• [What is expected] Every record below needs to be written out exactly, apart from the pictures.
Dataset excerpts: Begin
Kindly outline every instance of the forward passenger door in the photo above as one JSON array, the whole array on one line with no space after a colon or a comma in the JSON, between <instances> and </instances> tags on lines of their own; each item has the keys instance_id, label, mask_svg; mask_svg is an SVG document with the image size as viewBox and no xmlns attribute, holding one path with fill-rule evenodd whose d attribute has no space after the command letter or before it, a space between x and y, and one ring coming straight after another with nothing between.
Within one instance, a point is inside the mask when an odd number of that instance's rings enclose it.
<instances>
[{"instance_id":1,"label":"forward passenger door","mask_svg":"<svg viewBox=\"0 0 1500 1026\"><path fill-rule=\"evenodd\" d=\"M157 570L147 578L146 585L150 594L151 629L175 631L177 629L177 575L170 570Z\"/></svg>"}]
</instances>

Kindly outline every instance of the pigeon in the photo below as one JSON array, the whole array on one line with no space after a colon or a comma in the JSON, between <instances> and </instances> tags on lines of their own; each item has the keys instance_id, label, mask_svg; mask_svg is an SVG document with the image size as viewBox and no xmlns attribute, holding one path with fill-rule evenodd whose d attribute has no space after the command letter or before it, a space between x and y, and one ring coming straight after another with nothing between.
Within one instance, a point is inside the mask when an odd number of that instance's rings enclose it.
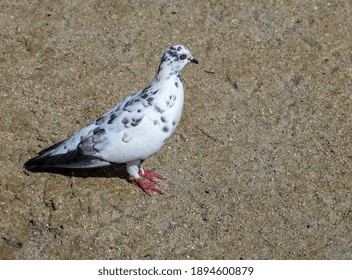
<instances>
[{"instance_id":1,"label":"pigeon","mask_svg":"<svg viewBox=\"0 0 352 280\"><path fill-rule=\"evenodd\" d=\"M142 163L165 144L180 121L184 102L181 74L189 63L198 64L198 60L185 46L170 47L145 89L126 97L72 137L42 150L24 168L41 172L126 164L132 181L146 194L164 194L155 184L156 179L165 178L144 169Z\"/></svg>"}]
</instances>

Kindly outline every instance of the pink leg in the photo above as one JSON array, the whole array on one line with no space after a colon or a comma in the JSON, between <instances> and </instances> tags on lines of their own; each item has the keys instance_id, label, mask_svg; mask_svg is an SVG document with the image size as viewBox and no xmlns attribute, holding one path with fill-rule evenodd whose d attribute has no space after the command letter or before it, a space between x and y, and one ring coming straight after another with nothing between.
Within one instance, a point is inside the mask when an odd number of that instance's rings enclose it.
<instances>
[{"instance_id":1,"label":"pink leg","mask_svg":"<svg viewBox=\"0 0 352 280\"><path fill-rule=\"evenodd\" d=\"M153 170L146 170L144 168L141 168L141 170L139 170L138 174L139 174L139 176L148 179L152 183L157 182L154 178L161 179L161 180L165 179L164 176L155 173Z\"/></svg>"},{"instance_id":2,"label":"pink leg","mask_svg":"<svg viewBox=\"0 0 352 280\"><path fill-rule=\"evenodd\" d=\"M143 191L144 191L147 195L150 195L149 190L152 190L153 192L157 192L157 193L159 193L159 194L164 194L163 191L161 191L161 190L157 189L156 187L154 187L155 182L148 182L148 183L146 183L146 182L144 182L141 178L138 178L138 179L136 180L136 183L138 184L138 186L140 186L140 187L143 189Z\"/></svg>"}]
</instances>

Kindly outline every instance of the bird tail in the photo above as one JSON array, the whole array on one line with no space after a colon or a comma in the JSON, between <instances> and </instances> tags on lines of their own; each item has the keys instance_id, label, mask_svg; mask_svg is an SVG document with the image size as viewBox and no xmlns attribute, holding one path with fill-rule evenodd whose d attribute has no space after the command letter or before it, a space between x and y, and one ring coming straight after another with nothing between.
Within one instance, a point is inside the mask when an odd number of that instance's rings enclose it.
<instances>
[{"instance_id":1,"label":"bird tail","mask_svg":"<svg viewBox=\"0 0 352 280\"><path fill-rule=\"evenodd\" d=\"M110 165L110 162L82 154L78 149L64 154L53 154L53 150L60 144L41 151L38 156L25 162L24 168L32 172L41 172L53 168L94 168Z\"/></svg>"}]
</instances>

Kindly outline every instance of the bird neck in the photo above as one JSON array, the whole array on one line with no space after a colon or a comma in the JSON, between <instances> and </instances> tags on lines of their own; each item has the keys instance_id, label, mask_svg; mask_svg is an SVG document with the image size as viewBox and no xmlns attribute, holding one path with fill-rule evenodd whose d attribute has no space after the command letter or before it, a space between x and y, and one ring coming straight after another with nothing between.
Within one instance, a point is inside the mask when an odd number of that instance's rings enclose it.
<instances>
[{"instance_id":1,"label":"bird neck","mask_svg":"<svg viewBox=\"0 0 352 280\"><path fill-rule=\"evenodd\" d=\"M162 66L162 65L161 65ZM171 67L159 67L159 71L155 76L155 80L159 83L182 83L182 69Z\"/></svg>"}]
</instances>

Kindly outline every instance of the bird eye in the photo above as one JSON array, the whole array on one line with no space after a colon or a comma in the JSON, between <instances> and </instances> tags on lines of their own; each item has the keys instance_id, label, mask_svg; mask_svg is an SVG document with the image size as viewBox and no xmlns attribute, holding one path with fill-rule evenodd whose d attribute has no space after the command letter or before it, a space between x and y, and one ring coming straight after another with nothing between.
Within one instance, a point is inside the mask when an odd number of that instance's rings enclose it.
<instances>
[{"instance_id":1,"label":"bird eye","mask_svg":"<svg viewBox=\"0 0 352 280\"><path fill-rule=\"evenodd\" d=\"M185 60L186 58L187 58L187 55L185 55L185 54L181 54L181 55L180 55L180 59L181 59L181 60Z\"/></svg>"}]
</instances>

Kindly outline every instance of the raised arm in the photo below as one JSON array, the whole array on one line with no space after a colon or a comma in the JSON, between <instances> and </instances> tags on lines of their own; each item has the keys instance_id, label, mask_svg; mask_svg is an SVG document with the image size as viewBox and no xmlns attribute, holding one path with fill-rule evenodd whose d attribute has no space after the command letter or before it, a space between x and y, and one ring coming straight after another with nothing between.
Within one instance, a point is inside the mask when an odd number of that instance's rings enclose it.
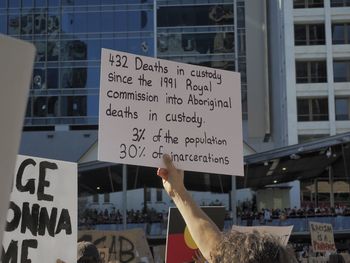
Dataset excerpts: End
• [Task answer]
Kindly outline every instance of the forward passenger door in the photo above as one JSON array, the whole array on one line with no space after a colon or a comma in the JSON, between <instances> and </instances> tags on lines of their own; each item has the keys instance_id, label, mask_svg; mask_svg is an SVG document with the image size as viewBox and no xmlns attribute, holding one path with fill-rule evenodd whose d attribute has no space after the command letter or before it, a space between x and y, and one ring coming straight after another with nothing between.
Within one instance, a point is inside the mask when an odd number of that instance's rings enclose it.
<instances>
[{"instance_id":1,"label":"forward passenger door","mask_svg":"<svg viewBox=\"0 0 1500 1026\"><path fill-rule=\"evenodd\" d=\"M157 570L147 578L146 585L150 594L151 629L175 631L177 629L177 575L170 570Z\"/></svg>"}]
</instances>

Kindly outline every instance of the pigeon in the photo below as one JSON array, the whole array on one line with no space after a colon or a comma in the JSON, between <instances> and </instances> tags on lines of their own; each item has the keys instance_id, label, mask_svg; mask_svg is an SVG document with the image size as viewBox and no xmlns attribute, holding one path with fill-rule evenodd whose d attribute has no space after the command letter or before it, a space between x and y, and one ring coming straight after another with nothing between.
Within one instance, a point is inside the mask when an odd number of that instance's rings enclose it.
<instances>
[{"instance_id":1,"label":"pigeon","mask_svg":"<svg viewBox=\"0 0 352 280\"><path fill-rule=\"evenodd\" d=\"M142 163L165 144L180 121L184 102L181 74L189 63L198 64L198 60L185 46L170 47L145 89L126 97L72 137L42 150L24 168L41 172L126 164L132 181L146 194L164 194L155 184L156 179L165 178L144 169Z\"/></svg>"}]
</instances>

Kindly outline every instance of the pink leg in the photo above as one JSON array, the whole array on one line with no space after a colon or a comma in the JSON, between <instances> and </instances> tags on lines of their own; each item has the keys instance_id, label, mask_svg; mask_svg is an SVG document with the image size as viewBox and no xmlns attribute, holding one path with fill-rule evenodd whose d attribute has no space after the command letter or before it, a space between x and y, and one ring coming straight after another with nothing between.
Within one instance, a point is inside the mask when an odd number of that instance's rings enclose it.
<instances>
[{"instance_id":1,"label":"pink leg","mask_svg":"<svg viewBox=\"0 0 352 280\"><path fill-rule=\"evenodd\" d=\"M153 170L146 170L144 168L141 168L141 170L139 170L138 174L139 174L139 176L148 179L152 183L157 182L154 178L161 179L161 180L165 179L164 176L155 173Z\"/></svg>"},{"instance_id":2,"label":"pink leg","mask_svg":"<svg viewBox=\"0 0 352 280\"><path fill-rule=\"evenodd\" d=\"M143 191L144 191L147 195L150 195L149 190L152 190L153 192L157 192L157 193L159 193L159 194L164 194L163 191L161 191L161 190L157 189L156 187L154 187L155 182L148 182L148 183L146 183L146 182L144 182L141 178L138 178L138 179L136 180L136 183L138 184L138 186L140 186L140 187L143 189Z\"/></svg>"}]
</instances>

Kindly outline every instance of the bird tail in the photo above as one JSON array, the whole array on one line with no space after a colon or a comma in the JSON, between <instances> and </instances> tags on lines of their own; each item has the keys instance_id, label, mask_svg; mask_svg is an SVG document with the image size as viewBox and no xmlns attribute, holding one path with fill-rule evenodd whose d attribute has no space after the command letter or before it, a space between x and y, and one ring coming straight after another with nothing between.
Within one instance, a point is inside the mask when an odd number of that instance's rings enclose it.
<instances>
[{"instance_id":1,"label":"bird tail","mask_svg":"<svg viewBox=\"0 0 352 280\"><path fill-rule=\"evenodd\" d=\"M110 165L110 162L82 154L78 149L64 154L53 154L53 150L60 144L41 151L38 156L25 162L24 168L32 172L41 172L53 168L94 168Z\"/></svg>"}]
</instances>

Kindly outline every instance of the bird neck in the photo above as one JSON array, the whole array on one line with no space after a colon or a comma in the JSON, between <instances> and </instances> tags on lines of their own; each item has the keys instance_id, label, mask_svg; mask_svg is an SVG document with the image size as viewBox and no xmlns attribute, holding one path with fill-rule evenodd whose d attribute has no space after the command letter or before it, a space between x and y, and one ring coming straight after another with nothing between.
Within one instance, a point is inside the mask when an odd number of that instance's rings enclose it.
<instances>
[{"instance_id":1,"label":"bird neck","mask_svg":"<svg viewBox=\"0 0 352 280\"><path fill-rule=\"evenodd\" d=\"M162 66L162 65L161 65ZM171 67L159 67L159 71L155 76L155 80L159 83L182 83L182 69Z\"/></svg>"}]
</instances>

Kindly outline every instance of the bird eye in the photo above as one JSON array, the whole array on one line with no space after a colon or a comma in the JSON, between <instances> and </instances> tags on lines of their own; each item has the keys instance_id, label, mask_svg; mask_svg is an SVG document with the image size as viewBox and no xmlns attribute, holding one path with fill-rule evenodd whose d attribute has no space after the command letter or before it, a space between x and y, and one ring coming straight after another with nothing between.
Within one instance, a point is inside the mask when an odd number of that instance's rings enclose it.
<instances>
[{"instance_id":1,"label":"bird eye","mask_svg":"<svg viewBox=\"0 0 352 280\"><path fill-rule=\"evenodd\" d=\"M185 60L186 58L187 58L187 55L185 55L185 54L181 54L181 55L180 55L180 59L181 59L181 60Z\"/></svg>"}]
</instances>

Kindly outline every instance of the raised arm in the photo below as one JSON array, the whole array on one line with no space after a colon or a comma in the JSON, between <instances> and </instances> tags on lines of their own; each item has the keys instance_id, label, mask_svg; mask_svg is an SVG document with the image size as viewBox and no xmlns attribute, holding one path with fill-rule evenodd whose d attribute has no space after the command letter or before it, a space between x and y, and one ring coming straight after another with nothing between.
Within one instance, a point is inside the mask when an odd number of that instance's rings enclose it.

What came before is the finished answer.